Records shown:
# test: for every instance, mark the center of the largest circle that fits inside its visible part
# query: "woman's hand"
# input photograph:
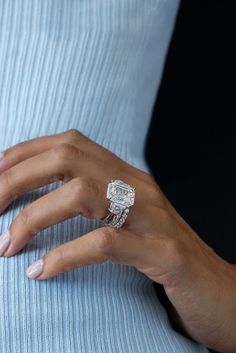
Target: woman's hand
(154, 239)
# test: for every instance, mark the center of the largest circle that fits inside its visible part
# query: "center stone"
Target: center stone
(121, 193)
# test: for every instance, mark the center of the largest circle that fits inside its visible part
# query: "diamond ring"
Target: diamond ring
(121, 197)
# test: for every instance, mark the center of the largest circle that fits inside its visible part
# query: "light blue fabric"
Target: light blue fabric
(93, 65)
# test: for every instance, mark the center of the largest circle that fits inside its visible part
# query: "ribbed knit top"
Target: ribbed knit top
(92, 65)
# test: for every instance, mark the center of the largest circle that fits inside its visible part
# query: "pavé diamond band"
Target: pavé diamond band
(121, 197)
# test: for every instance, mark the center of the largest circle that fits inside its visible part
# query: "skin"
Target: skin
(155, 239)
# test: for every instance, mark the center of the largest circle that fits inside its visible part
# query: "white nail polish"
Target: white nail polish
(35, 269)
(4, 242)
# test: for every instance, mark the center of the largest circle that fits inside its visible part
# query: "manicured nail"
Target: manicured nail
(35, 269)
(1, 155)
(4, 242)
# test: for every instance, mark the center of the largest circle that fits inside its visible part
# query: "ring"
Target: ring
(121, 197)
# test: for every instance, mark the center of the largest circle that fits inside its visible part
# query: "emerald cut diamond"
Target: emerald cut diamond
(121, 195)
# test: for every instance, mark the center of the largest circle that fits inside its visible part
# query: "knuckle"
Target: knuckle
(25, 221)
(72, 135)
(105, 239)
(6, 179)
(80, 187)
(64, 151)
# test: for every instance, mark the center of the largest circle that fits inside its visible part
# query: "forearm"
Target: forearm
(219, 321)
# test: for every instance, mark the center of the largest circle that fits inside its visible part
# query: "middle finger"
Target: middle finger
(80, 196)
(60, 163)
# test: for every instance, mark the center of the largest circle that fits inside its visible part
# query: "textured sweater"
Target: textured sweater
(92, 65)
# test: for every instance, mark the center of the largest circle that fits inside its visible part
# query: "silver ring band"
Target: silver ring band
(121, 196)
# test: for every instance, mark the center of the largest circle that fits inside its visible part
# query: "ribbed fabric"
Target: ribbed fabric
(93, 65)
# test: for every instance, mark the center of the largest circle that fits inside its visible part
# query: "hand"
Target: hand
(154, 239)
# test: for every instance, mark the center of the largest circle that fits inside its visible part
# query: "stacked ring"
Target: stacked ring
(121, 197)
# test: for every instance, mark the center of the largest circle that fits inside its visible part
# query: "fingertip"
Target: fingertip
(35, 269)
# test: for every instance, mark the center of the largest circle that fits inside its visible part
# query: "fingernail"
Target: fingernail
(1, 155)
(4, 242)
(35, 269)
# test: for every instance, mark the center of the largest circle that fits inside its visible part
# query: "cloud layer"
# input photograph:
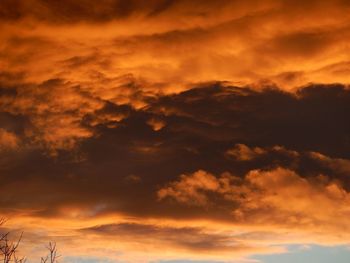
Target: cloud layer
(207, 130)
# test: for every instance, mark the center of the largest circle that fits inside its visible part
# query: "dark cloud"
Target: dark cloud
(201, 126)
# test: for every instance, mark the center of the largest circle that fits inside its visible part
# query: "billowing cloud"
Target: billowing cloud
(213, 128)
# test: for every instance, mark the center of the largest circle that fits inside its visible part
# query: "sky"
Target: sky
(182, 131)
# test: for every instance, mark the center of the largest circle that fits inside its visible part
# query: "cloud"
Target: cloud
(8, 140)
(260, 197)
==
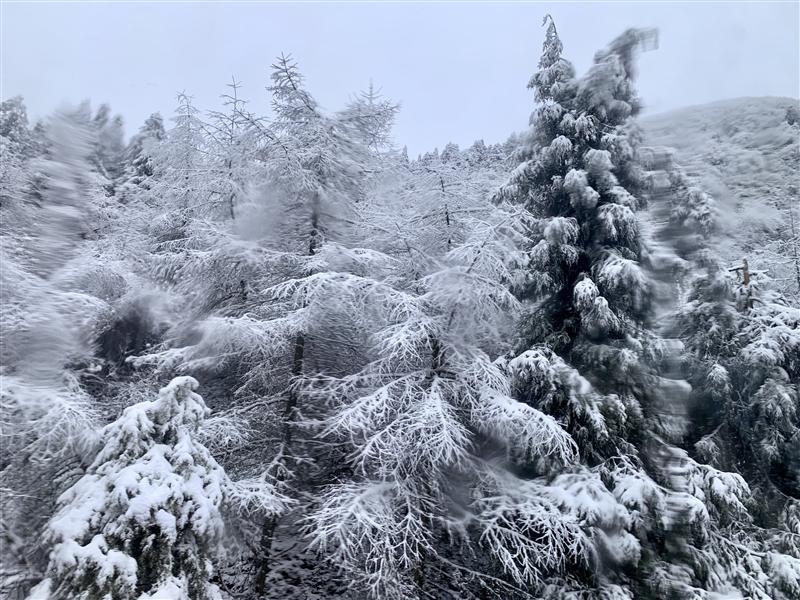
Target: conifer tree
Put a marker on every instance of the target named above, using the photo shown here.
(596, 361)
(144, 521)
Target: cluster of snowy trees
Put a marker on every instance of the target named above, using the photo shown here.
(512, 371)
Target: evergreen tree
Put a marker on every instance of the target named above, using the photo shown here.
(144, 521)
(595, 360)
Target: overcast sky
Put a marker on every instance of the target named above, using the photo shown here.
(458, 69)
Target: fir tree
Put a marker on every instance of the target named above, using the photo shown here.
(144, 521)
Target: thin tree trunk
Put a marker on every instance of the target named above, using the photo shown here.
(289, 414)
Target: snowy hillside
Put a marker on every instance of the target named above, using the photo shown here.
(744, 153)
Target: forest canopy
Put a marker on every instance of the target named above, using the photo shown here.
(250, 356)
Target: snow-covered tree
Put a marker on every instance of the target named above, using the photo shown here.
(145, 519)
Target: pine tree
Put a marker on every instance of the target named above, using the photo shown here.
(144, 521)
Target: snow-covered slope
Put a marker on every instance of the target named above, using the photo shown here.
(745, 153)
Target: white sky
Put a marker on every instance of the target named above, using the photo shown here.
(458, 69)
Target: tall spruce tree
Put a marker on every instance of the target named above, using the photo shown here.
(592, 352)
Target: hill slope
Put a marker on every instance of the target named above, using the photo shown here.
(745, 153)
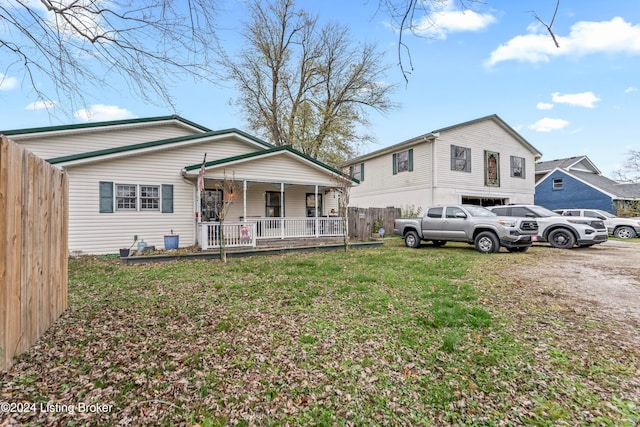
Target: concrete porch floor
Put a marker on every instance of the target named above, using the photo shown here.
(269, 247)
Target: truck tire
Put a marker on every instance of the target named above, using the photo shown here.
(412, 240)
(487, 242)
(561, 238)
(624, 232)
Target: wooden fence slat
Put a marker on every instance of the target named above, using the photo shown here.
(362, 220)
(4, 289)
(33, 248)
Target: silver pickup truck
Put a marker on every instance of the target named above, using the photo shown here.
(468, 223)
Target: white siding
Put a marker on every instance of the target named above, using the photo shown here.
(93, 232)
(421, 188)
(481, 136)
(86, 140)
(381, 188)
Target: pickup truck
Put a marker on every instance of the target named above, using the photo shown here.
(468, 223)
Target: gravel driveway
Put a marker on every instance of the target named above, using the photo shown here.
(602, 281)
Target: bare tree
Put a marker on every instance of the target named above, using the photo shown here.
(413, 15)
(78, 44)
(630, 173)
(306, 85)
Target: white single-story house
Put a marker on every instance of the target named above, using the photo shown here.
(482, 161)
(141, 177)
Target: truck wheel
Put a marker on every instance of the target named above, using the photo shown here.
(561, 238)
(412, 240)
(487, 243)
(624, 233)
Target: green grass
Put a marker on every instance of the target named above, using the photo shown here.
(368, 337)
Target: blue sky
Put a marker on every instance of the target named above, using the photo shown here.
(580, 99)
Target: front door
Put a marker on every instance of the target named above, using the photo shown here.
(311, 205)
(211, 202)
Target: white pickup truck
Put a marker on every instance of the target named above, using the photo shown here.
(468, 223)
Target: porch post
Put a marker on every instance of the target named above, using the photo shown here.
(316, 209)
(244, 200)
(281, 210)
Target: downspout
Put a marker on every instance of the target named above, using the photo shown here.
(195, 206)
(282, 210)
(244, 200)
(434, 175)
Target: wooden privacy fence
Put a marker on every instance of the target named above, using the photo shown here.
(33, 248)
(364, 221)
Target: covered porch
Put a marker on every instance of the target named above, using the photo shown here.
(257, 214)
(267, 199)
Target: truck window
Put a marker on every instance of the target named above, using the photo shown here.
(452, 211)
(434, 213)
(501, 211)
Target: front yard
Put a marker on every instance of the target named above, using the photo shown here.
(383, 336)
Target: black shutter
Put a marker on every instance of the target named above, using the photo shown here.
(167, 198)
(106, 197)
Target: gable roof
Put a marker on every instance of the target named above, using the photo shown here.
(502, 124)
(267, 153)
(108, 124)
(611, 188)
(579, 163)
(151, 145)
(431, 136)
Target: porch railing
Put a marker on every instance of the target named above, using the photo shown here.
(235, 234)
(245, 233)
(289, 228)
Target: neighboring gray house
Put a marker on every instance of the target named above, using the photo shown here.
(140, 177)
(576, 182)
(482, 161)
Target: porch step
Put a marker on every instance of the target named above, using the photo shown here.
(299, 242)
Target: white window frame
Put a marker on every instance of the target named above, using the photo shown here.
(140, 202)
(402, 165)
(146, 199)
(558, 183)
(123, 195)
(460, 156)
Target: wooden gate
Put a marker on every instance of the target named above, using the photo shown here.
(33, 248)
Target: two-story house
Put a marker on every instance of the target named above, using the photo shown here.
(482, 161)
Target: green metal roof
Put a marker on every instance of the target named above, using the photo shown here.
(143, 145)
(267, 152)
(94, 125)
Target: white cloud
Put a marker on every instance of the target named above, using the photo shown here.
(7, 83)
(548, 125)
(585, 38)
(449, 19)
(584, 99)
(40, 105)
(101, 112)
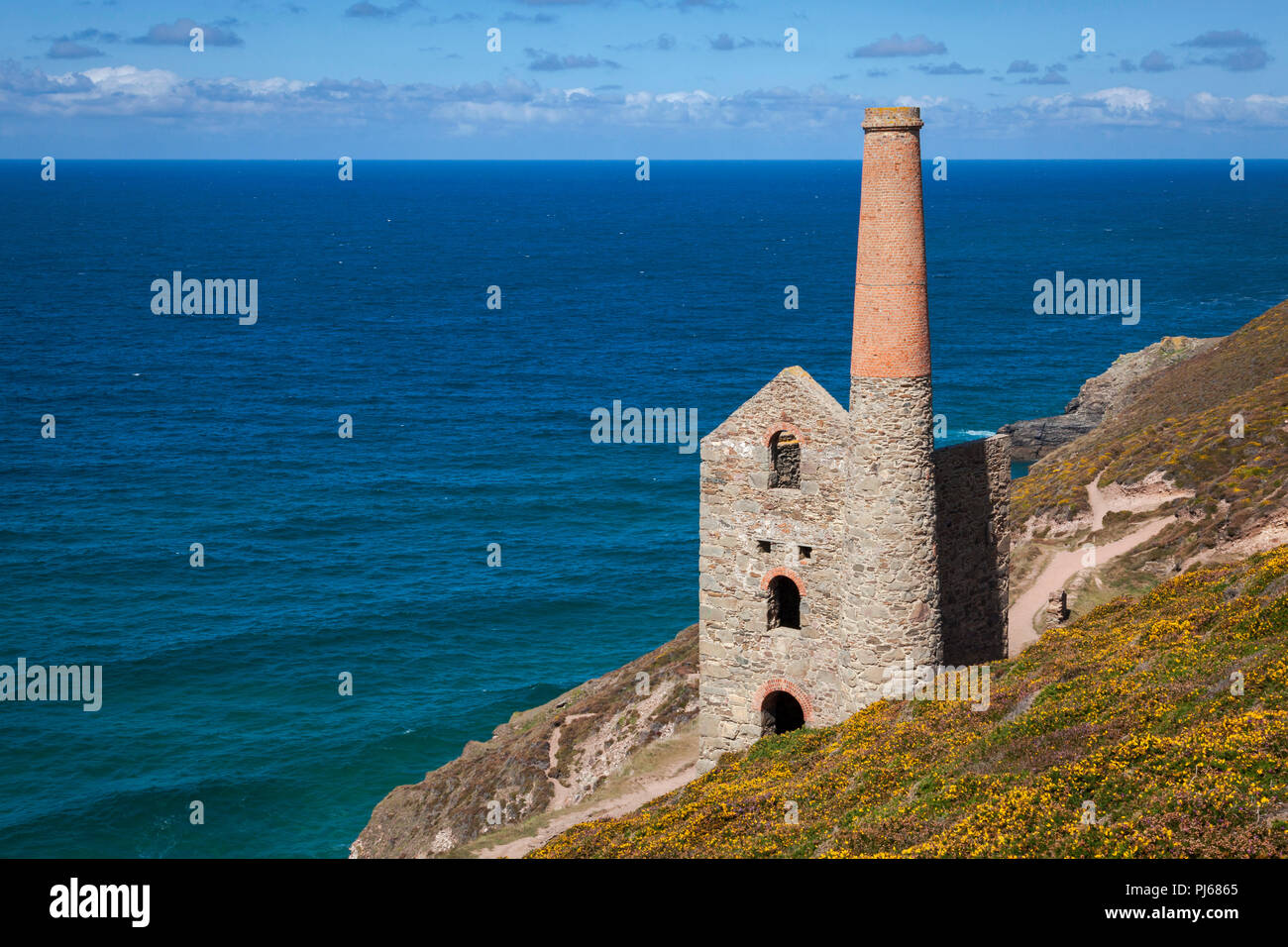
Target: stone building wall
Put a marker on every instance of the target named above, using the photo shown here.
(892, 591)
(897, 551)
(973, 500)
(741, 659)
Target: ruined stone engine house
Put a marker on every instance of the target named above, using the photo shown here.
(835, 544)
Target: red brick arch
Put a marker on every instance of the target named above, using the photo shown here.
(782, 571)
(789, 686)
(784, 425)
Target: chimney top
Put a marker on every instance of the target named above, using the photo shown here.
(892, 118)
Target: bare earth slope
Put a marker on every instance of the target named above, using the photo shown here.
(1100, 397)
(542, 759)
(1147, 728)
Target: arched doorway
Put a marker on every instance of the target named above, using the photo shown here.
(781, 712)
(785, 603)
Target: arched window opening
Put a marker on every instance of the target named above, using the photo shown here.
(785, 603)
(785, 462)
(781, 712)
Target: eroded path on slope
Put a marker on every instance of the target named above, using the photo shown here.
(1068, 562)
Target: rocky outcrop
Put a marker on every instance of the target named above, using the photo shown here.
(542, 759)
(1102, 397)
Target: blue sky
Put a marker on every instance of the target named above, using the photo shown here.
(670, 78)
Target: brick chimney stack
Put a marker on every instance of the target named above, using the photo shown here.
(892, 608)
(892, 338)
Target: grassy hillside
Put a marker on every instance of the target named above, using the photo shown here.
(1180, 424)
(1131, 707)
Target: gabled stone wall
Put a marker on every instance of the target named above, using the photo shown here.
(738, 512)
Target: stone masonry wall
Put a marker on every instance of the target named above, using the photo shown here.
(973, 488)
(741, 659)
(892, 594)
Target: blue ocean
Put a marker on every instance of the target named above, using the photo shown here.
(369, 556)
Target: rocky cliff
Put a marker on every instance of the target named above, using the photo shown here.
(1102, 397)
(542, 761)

Exercise details: Give back, unchanged, the run of lines in the listing above that begins at the line containing "Target: grassy hillside" and ends at the line containing "Target: blue ocean", both included.

Solved problem:
Target: grassy hillside
Put a marker on every instance of the target named above, using the photo shown here.
(1180, 424)
(1131, 707)
Target: gabled stone wall
Put a marker on every instance of the target named above, using the photo shown here.
(738, 512)
Target: stone masonry wall
Put a marker on every instance of the target named above, using the photo shown here.
(973, 488)
(741, 659)
(892, 594)
Target: blue ocean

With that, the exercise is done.